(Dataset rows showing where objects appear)
****

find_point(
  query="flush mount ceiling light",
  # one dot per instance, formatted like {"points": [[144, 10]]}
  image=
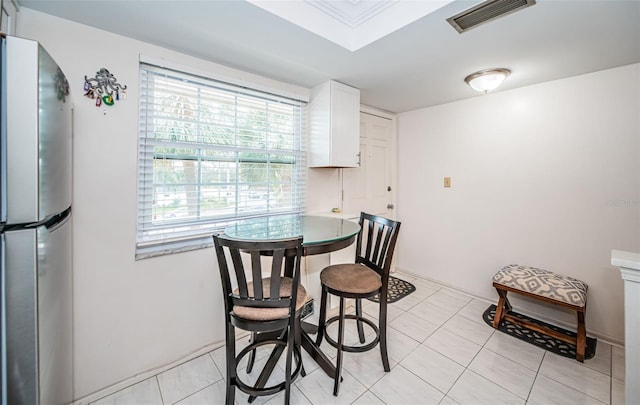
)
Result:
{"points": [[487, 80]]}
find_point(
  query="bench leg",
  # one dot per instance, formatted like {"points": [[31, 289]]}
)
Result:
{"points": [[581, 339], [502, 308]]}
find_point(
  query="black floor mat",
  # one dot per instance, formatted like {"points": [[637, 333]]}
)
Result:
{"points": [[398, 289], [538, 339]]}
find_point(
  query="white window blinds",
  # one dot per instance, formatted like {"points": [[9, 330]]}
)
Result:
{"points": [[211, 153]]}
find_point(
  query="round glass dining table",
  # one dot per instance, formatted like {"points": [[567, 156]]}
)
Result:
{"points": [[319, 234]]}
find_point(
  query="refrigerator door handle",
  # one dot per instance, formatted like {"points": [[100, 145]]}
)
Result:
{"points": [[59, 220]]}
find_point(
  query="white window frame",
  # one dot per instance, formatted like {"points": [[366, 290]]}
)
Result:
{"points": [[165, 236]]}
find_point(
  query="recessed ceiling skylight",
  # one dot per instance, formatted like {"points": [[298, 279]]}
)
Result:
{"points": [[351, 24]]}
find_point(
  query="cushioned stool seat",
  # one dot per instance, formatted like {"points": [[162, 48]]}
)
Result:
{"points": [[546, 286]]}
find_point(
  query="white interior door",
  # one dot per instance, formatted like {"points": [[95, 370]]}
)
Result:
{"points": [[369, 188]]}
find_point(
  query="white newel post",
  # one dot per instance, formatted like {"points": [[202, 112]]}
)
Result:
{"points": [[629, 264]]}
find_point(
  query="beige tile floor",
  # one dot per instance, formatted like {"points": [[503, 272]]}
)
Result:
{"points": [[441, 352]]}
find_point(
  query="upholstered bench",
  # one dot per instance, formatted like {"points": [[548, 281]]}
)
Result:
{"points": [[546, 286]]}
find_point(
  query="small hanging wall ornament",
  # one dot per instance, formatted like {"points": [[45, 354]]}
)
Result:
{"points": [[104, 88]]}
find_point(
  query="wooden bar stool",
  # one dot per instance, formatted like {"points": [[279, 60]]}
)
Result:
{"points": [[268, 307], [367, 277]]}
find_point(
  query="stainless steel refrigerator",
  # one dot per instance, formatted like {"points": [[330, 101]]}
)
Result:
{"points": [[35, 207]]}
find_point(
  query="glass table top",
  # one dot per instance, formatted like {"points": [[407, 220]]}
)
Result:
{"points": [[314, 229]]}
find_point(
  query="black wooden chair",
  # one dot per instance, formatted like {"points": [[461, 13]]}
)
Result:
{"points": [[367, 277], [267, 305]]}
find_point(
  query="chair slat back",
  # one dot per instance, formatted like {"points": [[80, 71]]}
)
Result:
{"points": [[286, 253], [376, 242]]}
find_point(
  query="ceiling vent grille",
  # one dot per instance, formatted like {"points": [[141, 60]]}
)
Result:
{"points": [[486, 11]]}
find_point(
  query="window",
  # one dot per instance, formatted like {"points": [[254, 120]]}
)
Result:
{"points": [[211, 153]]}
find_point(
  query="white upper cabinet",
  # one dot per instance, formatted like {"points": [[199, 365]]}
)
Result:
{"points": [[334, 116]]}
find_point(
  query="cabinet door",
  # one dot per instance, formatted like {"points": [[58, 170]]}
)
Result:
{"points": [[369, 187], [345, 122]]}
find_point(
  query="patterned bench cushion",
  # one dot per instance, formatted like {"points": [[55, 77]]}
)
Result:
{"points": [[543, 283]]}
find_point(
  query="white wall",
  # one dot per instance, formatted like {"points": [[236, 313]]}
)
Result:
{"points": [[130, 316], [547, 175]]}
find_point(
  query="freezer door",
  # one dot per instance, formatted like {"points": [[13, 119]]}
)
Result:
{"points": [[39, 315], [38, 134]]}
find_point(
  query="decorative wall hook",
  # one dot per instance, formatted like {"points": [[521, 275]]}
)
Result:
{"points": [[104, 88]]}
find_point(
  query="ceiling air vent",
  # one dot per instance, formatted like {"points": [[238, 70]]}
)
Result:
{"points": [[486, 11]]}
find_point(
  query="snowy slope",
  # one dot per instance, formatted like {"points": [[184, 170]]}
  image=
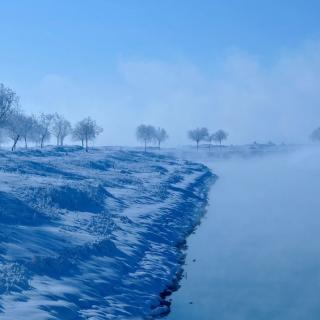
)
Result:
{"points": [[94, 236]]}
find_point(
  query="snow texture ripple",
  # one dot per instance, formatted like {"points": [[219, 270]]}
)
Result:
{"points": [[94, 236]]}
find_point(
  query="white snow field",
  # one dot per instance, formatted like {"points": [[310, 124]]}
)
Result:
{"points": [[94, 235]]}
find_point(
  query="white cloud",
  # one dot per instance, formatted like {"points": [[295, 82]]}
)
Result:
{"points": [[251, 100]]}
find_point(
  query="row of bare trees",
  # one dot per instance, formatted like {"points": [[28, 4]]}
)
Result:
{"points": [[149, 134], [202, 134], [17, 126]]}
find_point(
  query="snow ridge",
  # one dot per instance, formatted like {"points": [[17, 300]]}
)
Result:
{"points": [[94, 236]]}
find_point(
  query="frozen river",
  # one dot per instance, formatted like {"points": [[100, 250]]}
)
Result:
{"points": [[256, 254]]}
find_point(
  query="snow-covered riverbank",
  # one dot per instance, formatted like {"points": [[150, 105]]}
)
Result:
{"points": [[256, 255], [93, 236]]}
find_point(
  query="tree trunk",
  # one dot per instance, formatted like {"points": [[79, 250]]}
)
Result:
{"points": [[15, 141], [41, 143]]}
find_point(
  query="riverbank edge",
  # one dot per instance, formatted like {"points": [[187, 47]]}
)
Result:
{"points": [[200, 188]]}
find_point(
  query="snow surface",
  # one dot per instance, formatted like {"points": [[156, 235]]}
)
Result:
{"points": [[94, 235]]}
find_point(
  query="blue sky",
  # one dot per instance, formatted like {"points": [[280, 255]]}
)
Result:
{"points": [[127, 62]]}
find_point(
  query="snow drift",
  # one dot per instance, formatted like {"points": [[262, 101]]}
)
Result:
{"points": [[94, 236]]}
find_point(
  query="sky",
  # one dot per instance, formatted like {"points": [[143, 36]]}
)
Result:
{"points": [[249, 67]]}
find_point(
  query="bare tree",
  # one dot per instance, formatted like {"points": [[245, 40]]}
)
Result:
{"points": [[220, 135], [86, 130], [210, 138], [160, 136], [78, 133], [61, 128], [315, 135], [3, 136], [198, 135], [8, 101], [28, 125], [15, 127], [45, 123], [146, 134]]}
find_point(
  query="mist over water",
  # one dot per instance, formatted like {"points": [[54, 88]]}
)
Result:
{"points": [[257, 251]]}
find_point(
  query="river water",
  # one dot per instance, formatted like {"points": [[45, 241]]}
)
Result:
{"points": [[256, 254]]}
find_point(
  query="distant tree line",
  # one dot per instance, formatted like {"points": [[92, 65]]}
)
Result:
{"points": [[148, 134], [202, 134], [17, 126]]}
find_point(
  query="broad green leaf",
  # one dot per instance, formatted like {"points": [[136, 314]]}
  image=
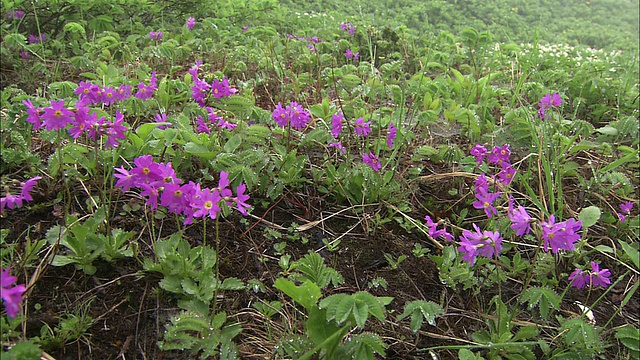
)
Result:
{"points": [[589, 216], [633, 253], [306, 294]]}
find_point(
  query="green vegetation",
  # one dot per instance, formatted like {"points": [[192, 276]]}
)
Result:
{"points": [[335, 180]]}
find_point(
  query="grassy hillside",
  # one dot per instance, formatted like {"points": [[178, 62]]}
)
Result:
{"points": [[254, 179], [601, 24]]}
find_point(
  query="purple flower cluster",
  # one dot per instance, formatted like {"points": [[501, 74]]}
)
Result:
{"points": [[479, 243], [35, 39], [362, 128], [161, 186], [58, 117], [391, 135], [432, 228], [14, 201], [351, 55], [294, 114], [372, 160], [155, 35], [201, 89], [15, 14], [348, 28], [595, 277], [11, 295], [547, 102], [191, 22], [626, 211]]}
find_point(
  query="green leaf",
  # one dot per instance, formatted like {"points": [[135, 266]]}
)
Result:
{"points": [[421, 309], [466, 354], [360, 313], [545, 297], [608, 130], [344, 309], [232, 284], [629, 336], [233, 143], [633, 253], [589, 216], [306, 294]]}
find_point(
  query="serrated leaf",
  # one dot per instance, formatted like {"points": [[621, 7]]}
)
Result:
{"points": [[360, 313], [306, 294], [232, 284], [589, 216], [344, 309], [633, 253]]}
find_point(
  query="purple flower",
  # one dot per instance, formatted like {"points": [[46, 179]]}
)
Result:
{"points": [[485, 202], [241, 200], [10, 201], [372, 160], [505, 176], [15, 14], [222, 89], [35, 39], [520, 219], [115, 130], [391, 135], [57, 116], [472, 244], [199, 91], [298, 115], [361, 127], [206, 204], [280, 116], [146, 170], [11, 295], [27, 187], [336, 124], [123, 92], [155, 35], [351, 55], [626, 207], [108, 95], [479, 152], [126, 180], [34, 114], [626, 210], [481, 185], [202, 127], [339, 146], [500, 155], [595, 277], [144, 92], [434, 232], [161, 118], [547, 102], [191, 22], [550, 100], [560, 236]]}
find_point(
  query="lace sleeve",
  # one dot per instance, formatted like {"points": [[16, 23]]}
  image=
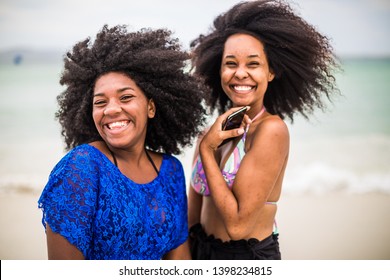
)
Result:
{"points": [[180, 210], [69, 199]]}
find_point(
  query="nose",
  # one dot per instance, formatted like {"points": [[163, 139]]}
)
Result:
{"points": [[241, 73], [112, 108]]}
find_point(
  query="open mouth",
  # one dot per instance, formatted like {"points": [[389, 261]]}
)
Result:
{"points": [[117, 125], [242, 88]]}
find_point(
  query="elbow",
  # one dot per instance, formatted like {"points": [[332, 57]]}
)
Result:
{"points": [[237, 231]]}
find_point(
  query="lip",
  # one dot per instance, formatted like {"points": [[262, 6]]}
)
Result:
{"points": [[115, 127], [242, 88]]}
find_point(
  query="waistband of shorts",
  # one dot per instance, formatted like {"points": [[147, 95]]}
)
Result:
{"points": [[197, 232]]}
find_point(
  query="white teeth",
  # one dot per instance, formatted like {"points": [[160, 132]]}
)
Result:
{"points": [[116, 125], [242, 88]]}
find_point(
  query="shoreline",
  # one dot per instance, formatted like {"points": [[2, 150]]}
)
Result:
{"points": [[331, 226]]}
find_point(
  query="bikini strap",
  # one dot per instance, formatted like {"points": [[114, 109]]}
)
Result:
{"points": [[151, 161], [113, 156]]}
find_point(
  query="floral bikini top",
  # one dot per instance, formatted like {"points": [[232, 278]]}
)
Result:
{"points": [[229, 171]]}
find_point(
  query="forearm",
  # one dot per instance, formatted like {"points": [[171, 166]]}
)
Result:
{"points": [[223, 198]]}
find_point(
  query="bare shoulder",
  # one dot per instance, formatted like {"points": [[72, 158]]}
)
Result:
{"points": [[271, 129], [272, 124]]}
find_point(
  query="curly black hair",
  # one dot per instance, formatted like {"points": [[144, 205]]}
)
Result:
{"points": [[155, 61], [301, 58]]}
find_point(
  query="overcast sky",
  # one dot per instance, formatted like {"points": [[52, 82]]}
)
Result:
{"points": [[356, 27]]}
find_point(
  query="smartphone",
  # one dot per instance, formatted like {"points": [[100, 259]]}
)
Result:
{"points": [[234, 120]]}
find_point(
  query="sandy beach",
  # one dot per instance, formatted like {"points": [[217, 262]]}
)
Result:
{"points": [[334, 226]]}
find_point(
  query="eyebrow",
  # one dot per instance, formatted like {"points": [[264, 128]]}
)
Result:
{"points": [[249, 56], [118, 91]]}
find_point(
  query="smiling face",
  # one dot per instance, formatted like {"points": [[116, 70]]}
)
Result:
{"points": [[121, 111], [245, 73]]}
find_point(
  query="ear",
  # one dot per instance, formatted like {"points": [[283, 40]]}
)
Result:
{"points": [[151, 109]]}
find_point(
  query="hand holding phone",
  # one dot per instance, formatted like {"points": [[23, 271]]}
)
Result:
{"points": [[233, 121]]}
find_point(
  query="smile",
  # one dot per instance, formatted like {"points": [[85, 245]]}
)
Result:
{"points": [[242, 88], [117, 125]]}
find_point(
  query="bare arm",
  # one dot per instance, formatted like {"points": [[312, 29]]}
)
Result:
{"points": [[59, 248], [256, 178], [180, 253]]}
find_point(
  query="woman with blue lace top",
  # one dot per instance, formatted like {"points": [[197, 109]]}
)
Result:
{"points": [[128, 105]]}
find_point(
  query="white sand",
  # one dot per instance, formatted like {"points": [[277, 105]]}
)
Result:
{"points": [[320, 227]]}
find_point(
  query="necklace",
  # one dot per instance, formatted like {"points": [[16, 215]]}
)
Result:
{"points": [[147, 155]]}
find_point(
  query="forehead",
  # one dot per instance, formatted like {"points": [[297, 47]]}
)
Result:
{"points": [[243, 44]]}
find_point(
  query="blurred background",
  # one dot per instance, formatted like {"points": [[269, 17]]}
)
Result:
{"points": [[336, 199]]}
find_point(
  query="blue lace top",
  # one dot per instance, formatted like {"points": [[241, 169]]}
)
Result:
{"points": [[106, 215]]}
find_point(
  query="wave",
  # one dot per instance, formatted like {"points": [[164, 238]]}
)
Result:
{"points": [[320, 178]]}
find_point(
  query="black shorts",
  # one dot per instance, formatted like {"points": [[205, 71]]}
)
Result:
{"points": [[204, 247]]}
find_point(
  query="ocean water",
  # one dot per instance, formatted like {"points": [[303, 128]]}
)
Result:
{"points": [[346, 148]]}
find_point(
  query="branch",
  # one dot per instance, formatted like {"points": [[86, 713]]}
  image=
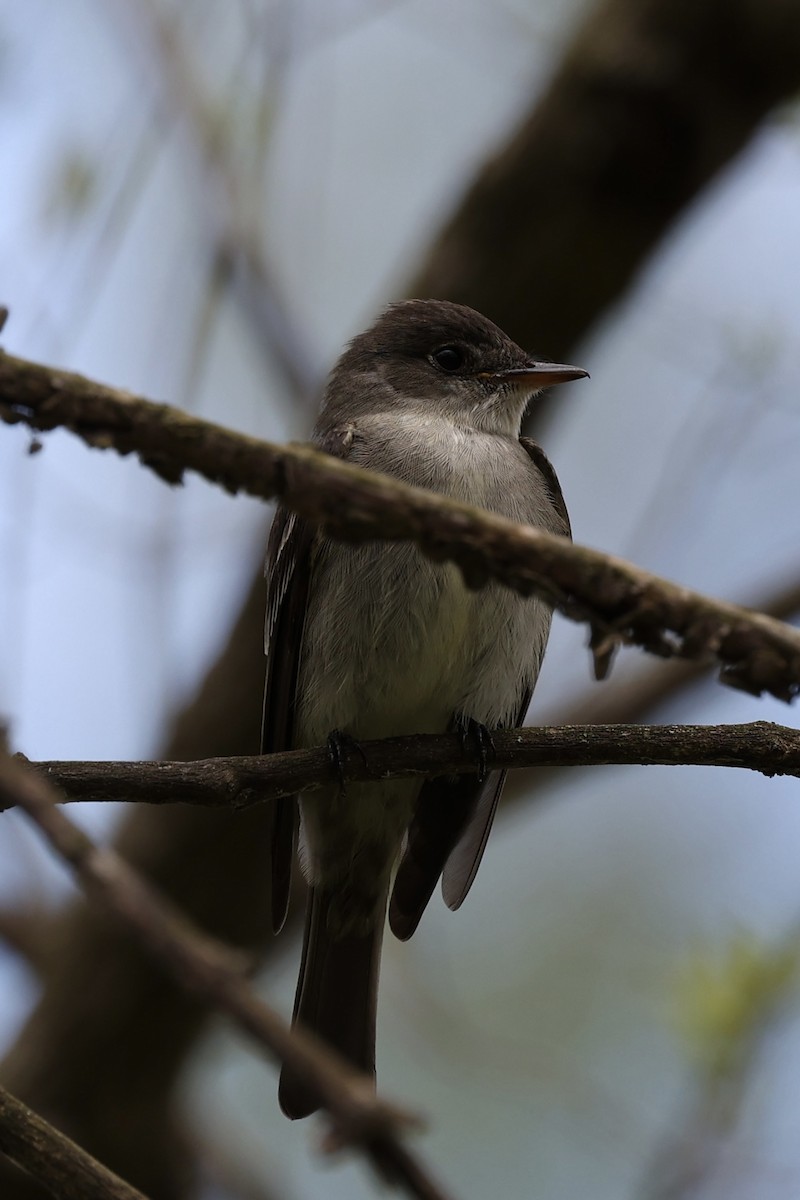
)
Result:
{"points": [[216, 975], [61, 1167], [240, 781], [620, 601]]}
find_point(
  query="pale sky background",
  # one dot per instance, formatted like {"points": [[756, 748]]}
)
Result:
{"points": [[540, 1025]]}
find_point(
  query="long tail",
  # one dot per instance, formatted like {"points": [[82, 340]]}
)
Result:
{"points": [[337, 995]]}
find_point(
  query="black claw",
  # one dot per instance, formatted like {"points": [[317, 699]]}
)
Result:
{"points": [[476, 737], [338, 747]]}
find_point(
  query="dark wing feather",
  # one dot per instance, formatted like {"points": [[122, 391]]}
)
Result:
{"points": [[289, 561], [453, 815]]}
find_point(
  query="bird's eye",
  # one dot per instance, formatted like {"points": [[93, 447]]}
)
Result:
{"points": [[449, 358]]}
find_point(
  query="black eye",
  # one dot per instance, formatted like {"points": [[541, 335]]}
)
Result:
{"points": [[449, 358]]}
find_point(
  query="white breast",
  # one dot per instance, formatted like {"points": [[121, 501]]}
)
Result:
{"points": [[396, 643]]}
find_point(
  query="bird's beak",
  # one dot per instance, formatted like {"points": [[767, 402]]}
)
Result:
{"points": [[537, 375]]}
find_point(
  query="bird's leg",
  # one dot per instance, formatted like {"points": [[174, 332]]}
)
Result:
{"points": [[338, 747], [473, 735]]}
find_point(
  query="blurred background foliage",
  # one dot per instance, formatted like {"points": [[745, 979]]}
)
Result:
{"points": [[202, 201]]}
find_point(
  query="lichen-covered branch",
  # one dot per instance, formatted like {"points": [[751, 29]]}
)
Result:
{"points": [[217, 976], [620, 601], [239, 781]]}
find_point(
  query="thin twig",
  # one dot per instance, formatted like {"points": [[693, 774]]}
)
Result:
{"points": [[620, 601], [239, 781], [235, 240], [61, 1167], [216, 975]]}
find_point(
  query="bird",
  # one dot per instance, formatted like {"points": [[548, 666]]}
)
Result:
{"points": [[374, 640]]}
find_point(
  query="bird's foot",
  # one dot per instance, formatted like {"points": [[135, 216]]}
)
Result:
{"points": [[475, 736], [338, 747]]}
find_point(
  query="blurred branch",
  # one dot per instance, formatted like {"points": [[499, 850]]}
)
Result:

****

** OBJECTIVE **
Extract every line from the rows above that contains the string "water", matching case exactly.

** FINISHED ANSWER **
  query="mist over water",
  query="river water",
  query="ocean water",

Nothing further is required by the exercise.